'''

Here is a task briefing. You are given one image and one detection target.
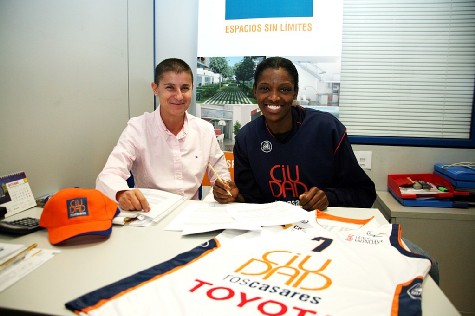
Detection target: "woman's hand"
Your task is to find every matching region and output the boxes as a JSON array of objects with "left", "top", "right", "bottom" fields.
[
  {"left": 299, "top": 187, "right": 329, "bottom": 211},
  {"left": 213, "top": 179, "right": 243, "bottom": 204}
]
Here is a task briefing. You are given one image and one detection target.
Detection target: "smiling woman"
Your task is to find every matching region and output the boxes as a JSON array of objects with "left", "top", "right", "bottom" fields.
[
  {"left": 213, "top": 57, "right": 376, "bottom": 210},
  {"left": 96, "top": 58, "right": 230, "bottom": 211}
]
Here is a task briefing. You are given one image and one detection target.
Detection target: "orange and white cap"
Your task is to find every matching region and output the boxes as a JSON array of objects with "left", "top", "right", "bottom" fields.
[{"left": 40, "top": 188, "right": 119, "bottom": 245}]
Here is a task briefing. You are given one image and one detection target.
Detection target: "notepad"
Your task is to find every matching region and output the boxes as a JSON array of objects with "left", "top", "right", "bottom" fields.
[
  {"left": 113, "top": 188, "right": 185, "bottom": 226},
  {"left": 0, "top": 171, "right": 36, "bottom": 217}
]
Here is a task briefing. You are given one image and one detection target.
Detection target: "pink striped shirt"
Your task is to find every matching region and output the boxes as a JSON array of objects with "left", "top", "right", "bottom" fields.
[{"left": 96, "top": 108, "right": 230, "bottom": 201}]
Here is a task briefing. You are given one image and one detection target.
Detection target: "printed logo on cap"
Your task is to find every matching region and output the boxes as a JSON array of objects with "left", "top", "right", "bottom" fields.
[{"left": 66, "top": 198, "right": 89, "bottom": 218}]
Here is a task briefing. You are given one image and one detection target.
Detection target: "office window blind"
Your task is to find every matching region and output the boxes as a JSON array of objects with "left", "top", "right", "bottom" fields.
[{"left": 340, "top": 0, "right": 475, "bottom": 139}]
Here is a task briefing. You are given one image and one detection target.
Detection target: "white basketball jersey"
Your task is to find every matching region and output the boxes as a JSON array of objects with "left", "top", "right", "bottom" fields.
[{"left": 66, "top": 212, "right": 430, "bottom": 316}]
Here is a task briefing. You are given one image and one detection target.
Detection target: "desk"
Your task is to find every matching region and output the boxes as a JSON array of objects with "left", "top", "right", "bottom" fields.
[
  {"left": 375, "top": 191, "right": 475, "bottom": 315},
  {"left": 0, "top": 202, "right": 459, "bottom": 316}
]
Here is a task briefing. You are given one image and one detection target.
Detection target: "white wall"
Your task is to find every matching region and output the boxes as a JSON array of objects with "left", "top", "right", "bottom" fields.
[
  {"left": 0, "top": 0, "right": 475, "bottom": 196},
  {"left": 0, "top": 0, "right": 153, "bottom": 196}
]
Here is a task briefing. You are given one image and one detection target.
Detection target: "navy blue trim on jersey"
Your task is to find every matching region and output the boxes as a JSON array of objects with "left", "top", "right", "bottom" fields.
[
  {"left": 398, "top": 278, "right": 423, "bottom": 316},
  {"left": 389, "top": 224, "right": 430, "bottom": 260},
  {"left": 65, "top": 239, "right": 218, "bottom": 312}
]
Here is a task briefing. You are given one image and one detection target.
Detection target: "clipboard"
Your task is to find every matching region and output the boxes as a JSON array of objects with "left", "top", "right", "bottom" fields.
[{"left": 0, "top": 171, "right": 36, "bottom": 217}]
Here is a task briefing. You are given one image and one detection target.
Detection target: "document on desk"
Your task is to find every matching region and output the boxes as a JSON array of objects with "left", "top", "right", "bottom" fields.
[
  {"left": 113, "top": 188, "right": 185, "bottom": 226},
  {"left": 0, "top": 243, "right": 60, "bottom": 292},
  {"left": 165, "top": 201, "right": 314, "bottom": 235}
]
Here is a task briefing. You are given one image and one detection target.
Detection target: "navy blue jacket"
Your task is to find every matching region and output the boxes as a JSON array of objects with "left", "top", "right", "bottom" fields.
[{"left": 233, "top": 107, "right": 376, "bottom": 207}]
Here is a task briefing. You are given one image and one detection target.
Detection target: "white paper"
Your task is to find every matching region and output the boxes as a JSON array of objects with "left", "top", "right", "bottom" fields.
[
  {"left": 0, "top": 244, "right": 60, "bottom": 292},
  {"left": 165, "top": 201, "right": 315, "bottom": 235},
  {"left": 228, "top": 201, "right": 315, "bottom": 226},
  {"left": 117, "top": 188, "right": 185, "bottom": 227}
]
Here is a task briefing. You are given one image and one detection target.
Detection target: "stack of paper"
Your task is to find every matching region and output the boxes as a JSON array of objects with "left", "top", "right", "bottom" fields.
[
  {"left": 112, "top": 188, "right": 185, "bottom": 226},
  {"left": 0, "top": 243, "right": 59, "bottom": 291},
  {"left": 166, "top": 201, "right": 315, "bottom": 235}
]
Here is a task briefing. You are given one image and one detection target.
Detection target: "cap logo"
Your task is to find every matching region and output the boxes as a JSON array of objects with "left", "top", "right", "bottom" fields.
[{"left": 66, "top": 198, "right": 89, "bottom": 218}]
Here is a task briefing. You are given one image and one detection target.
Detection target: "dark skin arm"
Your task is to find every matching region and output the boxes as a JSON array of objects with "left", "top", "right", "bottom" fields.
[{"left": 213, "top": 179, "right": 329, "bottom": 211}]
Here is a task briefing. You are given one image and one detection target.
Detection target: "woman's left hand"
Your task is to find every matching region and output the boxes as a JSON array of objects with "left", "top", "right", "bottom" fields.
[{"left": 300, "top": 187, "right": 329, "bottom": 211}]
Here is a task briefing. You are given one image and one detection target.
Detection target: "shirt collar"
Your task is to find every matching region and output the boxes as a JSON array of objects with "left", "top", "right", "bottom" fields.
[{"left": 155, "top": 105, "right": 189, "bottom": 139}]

'''

Aim: Without the pictures, write out all of the material exactly.

Full answer:
Here is a task briefing. You are given one image and one detection target.
Detection target: "woman's hand"
Your task is to find every matching region and output the boxes as a JSON array of objects with "left", "top", "right", "bottom" fields.
[
  {"left": 299, "top": 187, "right": 329, "bottom": 211},
  {"left": 213, "top": 179, "right": 243, "bottom": 204}
]
Here is a task briefing. You are given one image and one detection target.
Detection target: "smiling woman"
Your task is to find every matching region and output the boxes as a JSON array of objects with "left", "top", "right", "bottom" fields.
[
  {"left": 213, "top": 57, "right": 376, "bottom": 210},
  {"left": 96, "top": 58, "right": 230, "bottom": 211}
]
Here is a task briefing. You are given one image and one detection target.
Detection target: "orange and white cap"
Your task is to find every matching region and output the boxes as a JSON array of objects with "left", "top", "right", "bottom" fields.
[{"left": 40, "top": 188, "right": 119, "bottom": 245}]
Here is a task briefing. You are given one image and one detection target.
Detection target: "notepad"
Your task is to find every matching region and output the boxes as a JSON array of objects with "left", "top", "right", "bottom" fields.
[
  {"left": 113, "top": 188, "right": 185, "bottom": 226},
  {"left": 0, "top": 171, "right": 36, "bottom": 217}
]
Here is a task briefing. You are given one image and one detection target.
Detection target: "pink striped shirt"
Your task is to find every matching region and output the boxes as a JSON array of objects with "left", "top", "right", "bottom" fields.
[{"left": 96, "top": 108, "right": 230, "bottom": 201}]
Here is a task briefing. You are given one image and one detection target.
Detection target: "printed logo on cap"
Your task is to find every matching region and output the boxes as a JSON array of objects with "left", "top", "right", "bottom" fields.
[{"left": 66, "top": 198, "right": 89, "bottom": 218}]
Here is a task briefing. You are given one image and one detection target.
Detection target: "office window blind"
Your task is to find every matching region and output the boxes as a JSON array of objects with "left", "top", "right", "bottom" fields.
[{"left": 340, "top": 0, "right": 475, "bottom": 139}]
Here is a task briefing. You are given one image and one detection target.
Detection target: "white basketball jersey"
Your task is to find every matching region and output the boxes as a JSON array of objects with "left", "top", "right", "bottom" fields.
[{"left": 66, "top": 212, "right": 430, "bottom": 316}]
Here is a task briefing. You are given one image and one detection target.
Detection target: "desk"
Your task is to find every matching region and output the boxes as a JSON array of objects with "left", "top", "right", "bottom" fields.
[
  {"left": 375, "top": 191, "right": 475, "bottom": 315},
  {"left": 0, "top": 202, "right": 459, "bottom": 316}
]
Here is a task briefing. You are given one image and one detection target.
Detection target: "white wall"
Your task is to find every matching region and output the boxes as a JSON array of objects with "left", "top", "right", "bottom" fields.
[
  {"left": 0, "top": 0, "right": 475, "bottom": 196},
  {"left": 0, "top": 0, "right": 153, "bottom": 196}
]
Here is a task briefing. You are given one image and one detection target.
Detection target: "navy blue trim on jersey"
Your task is to find every matching region and output the boxes as a JSON array of objects with "left", "top", "right", "bottom" fields.
[
  {"left": 398, "top": 278, "right": 423, "bottom": 316},
  {"left": 389, "top": 224, "right": 430, "bottom": 260},
  {"left": 65, "top": 239, "right": 218, "bottom": 312}
]
Here is a task briefing. You are given one image and one detection target.
Detection target: "clipboard"
Your task is to find every matching region and output the boxes as a JSON array of objects with "left", "top", "right", "bottom" fields.
[{"left": 0, "top": 171, "right": 36, "bottom": 217}]
Here is a task briefing. You are given one image and one detection target.
Detection target: "document on desk"
Your task is to find every matching region and output the boxes as a JSON array of objects with "left", "top", "right", "bottom" fields.
[
  {"left": 113, "top": 188, "right": 185, "bottom": 226},
  {"left": 0, "top": 243, "right": 60, "bottom": 292},
  {"left": 165, "top": 201, "right": 314, "bottom": 235}
]
Here is a task briefing. You are given one image and one detection target.
Detection target: "navy blue jacket"
Your task is to find every matching region and output the boxes as a JSON array of objects with "left", "top", "right", "bottom" fields.
[{"left": 233, "top": 107, "right": 376, "bottom": 207}]
Here is a task briefing. You are given one image and one detection target.
Detection target: "white paper"
Your task is to find every matching region and output the boxes as a JSON array of objects with "left", "top", "right", "bottom" fields.
[
  {"left": 0, "top": 244, "right": 60, "bottom": 292},
  {"left": 165, "top": 201, "right": 315, "bottom": 235},
  {"left": 228, "top": 201, "right": 315, "bottom": 226},
  {"left": 117, "top": 188, "right": 185, "bottom": 227}
]
Here is a task briefing. You are given one image and one detection target.
Detection target: "stack of paper"
Your task is to find every matching region and output the boxes as a JSON array of objects with "left", "top", "right", "bottom" fields.
[
  {"left": 112, "top": 188, "right": 185, "bottom": 226},
  {"left": 0, "top": 243, "right": 59, "bottom": 291},
  {"left": 166, "top": 201, "right": 315, "bottom": 235}
]
Here is a task briefing. You are given one image and one detection target.
Detection target: "cap logo"
Your task is to find every matching region and output the boxes as a JSON array of objects with "left", "top", "right", "bottom" fields.
[{"left": 66, "top": 198, "right": 89, "bottom": 218}]
Here is a task briefing. You are given one image and one detection target.
Detection target: "dark skin arm"
Your task is to find every matching region and output the boxes as a JSON array of objects with "left", "top", "right", "bottom" fields.
[{"left": 213, "top": 179, "right": 329, "bottom": 211}]
Here is a task briefing. You are given one image and one detection target.
Detection target: "woman's left hand"
Your task is to find every matching region and output the boxes as a JSON array of objects with "left", "top", "right", "bottom" fields.
[{"left": 300, "top": 187, "right": 329, "bottom": 211}]
Here is a task briefing. You are given one image and one detection target.
Detection target: "shirt collar"
Your task is to find every matching region and output the boxes as a JSON array of objects with "left", "top", "right", "bottom" fields.
[{"left": 155, "top": 105, "right": 189, "bottom": 139}]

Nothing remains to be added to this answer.